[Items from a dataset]
+++
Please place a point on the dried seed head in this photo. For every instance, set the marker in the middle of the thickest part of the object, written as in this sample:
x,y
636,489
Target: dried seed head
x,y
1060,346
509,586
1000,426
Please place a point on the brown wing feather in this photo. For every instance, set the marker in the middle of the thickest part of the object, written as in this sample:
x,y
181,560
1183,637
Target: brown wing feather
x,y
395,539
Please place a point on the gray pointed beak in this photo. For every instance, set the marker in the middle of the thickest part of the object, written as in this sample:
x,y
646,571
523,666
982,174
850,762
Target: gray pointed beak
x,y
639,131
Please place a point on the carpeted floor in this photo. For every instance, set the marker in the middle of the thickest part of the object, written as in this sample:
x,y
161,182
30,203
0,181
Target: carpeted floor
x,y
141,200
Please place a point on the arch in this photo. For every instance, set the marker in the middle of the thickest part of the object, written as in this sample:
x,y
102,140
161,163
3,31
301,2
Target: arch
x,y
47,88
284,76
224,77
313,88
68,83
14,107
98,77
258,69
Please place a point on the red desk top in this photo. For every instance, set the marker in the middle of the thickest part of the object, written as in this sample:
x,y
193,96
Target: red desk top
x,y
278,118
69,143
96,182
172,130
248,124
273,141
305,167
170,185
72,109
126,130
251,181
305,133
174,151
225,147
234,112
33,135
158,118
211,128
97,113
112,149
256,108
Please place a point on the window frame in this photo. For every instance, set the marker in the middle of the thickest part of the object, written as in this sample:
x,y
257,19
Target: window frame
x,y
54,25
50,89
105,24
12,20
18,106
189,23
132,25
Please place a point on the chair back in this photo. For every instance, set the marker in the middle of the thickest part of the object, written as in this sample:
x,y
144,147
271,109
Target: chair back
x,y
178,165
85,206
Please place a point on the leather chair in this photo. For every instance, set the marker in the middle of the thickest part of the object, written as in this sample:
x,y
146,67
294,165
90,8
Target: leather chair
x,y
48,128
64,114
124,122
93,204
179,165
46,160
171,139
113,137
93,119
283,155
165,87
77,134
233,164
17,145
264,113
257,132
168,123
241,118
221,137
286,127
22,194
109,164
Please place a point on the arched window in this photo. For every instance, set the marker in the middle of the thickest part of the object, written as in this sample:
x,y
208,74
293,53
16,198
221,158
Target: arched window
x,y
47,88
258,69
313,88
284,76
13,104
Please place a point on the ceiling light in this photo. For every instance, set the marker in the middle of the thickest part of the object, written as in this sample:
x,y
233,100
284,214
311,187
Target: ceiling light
+++
Search the entries for the string "light" and collect each line that has it.

Output below
Please place a point on the ceiling light in this photo. For every instance, set the marker in the middle of the thickest part of the object, written as in this sample:
Target: ceiling light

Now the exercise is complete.